### [Action item]
From the data below, copy out every line in which the word "positive" occurs.

++++ Input material ++++

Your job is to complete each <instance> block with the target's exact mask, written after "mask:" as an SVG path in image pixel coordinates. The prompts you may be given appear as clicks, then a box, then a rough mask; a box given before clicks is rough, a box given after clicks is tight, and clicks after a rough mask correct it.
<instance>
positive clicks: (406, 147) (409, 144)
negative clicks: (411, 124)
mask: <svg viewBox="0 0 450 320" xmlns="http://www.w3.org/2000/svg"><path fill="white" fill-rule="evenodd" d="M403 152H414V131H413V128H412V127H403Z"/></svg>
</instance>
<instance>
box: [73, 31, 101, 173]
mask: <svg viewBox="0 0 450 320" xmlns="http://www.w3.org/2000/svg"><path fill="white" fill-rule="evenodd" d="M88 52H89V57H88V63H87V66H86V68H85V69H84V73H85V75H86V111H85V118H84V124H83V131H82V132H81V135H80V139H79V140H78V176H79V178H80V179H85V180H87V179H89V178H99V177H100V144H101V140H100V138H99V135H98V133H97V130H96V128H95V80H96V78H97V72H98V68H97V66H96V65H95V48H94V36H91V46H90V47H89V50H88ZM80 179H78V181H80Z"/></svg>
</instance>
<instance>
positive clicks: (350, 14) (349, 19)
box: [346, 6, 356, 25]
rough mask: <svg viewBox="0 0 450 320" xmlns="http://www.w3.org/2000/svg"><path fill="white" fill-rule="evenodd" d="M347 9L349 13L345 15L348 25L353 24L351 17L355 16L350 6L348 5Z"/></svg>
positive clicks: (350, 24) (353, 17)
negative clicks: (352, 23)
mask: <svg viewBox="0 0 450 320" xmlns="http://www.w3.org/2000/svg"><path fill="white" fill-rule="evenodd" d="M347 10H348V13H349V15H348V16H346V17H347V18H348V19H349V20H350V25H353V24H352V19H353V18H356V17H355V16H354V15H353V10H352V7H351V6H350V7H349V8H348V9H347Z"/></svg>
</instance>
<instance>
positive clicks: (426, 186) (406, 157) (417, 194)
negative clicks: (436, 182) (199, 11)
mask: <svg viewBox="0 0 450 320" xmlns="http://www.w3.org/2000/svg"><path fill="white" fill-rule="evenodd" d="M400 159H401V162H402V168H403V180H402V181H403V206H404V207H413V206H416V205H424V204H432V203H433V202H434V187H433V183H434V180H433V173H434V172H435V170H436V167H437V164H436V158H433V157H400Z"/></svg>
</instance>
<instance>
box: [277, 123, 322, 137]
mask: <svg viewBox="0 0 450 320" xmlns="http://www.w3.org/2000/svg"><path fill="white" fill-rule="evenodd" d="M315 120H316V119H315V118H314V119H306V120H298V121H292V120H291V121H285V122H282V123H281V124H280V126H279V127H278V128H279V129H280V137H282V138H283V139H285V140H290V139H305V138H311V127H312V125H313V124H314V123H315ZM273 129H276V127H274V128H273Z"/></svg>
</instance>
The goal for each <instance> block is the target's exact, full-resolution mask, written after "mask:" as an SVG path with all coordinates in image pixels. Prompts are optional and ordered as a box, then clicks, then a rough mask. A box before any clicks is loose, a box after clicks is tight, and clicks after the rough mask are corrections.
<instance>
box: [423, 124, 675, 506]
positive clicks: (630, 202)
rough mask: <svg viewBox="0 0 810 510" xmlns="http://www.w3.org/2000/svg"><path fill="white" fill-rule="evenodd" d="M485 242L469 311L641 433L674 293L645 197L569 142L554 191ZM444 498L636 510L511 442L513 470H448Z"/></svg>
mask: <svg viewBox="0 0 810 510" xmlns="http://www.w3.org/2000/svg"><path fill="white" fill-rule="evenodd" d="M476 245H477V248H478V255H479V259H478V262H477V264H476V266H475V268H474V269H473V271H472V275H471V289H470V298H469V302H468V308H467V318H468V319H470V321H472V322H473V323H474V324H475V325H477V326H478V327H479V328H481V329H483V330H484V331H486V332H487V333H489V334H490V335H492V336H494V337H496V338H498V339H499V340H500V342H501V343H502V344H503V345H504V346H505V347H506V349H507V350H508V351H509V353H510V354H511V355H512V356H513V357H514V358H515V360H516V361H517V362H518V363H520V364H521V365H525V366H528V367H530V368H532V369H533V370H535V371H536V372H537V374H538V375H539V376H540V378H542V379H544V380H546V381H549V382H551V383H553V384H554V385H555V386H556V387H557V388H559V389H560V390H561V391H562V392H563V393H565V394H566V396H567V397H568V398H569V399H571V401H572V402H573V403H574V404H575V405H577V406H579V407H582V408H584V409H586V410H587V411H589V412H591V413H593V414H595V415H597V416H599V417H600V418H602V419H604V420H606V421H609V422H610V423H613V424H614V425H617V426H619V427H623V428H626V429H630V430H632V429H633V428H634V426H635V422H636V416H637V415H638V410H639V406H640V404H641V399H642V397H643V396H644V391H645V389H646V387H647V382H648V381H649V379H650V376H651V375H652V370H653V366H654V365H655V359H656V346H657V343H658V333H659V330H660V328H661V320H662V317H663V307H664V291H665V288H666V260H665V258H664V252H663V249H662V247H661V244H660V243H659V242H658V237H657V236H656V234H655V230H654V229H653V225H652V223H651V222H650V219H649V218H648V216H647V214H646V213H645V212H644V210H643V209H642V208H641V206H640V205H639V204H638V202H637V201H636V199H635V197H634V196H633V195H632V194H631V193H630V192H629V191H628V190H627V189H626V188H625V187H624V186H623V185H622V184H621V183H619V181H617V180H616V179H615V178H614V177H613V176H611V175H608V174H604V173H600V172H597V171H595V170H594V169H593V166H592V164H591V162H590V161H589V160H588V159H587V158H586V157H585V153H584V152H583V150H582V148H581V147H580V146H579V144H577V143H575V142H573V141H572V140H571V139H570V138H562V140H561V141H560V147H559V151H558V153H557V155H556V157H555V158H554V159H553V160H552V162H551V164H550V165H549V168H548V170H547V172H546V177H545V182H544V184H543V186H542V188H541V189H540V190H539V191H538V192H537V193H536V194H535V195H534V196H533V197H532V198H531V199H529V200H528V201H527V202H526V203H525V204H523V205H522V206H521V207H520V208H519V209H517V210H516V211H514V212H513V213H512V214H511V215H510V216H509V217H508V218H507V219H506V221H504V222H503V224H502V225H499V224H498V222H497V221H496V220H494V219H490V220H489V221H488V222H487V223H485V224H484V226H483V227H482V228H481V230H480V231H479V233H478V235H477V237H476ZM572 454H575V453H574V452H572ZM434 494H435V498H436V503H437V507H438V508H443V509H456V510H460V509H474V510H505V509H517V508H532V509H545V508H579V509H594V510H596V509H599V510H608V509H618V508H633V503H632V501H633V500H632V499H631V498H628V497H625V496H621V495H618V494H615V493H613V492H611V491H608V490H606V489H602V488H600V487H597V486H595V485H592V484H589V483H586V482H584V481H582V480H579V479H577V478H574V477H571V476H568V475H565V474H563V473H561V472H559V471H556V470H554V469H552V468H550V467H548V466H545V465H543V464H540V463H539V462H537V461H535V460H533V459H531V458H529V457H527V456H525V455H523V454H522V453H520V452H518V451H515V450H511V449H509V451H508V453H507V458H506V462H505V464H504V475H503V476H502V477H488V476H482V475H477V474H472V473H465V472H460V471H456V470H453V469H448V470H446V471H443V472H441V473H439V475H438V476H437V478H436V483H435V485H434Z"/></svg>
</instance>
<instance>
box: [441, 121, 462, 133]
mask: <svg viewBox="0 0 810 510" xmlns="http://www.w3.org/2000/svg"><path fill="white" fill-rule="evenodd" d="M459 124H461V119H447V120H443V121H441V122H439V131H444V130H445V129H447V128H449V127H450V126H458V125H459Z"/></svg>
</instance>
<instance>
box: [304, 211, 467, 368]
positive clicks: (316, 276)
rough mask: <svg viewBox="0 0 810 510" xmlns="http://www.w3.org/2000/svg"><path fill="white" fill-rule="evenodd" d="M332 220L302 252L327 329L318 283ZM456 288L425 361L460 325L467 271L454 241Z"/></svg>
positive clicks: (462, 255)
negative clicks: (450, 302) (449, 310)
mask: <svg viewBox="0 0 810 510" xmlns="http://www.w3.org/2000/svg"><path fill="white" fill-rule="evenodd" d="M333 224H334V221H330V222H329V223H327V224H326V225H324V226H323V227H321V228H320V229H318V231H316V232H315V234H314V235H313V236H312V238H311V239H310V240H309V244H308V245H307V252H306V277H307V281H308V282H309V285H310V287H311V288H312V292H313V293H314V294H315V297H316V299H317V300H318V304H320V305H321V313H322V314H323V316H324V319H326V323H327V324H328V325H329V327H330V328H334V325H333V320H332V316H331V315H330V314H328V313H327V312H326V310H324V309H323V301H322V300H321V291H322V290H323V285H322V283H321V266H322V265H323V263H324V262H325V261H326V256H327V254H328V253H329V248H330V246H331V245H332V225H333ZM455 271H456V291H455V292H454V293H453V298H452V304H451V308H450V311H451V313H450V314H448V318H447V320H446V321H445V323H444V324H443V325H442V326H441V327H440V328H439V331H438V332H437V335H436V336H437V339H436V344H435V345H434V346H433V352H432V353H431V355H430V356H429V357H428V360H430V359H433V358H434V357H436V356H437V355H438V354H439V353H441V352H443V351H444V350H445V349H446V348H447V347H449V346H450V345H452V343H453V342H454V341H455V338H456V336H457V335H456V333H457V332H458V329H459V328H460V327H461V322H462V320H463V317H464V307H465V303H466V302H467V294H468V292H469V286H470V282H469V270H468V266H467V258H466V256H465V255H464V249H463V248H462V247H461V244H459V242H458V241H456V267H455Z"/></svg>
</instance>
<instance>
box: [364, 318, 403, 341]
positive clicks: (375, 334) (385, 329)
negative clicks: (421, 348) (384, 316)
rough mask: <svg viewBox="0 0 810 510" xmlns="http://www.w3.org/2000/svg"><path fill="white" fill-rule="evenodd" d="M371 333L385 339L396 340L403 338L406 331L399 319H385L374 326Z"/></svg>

++++

### [Reply to the exercise]
positive clicks: (406, 147) (409, 144)
positive clicks: (350, 14) (349, 19)
positive clicks: (350, 24) (353, 17)
positive clicks: (426, 186) (406, 157) (417, 194)
positive clicks: (630, 202)
positive clicks: (316, 276)
positive clicks: (462, 255)
positive clicks: (375, 334) (385, 329)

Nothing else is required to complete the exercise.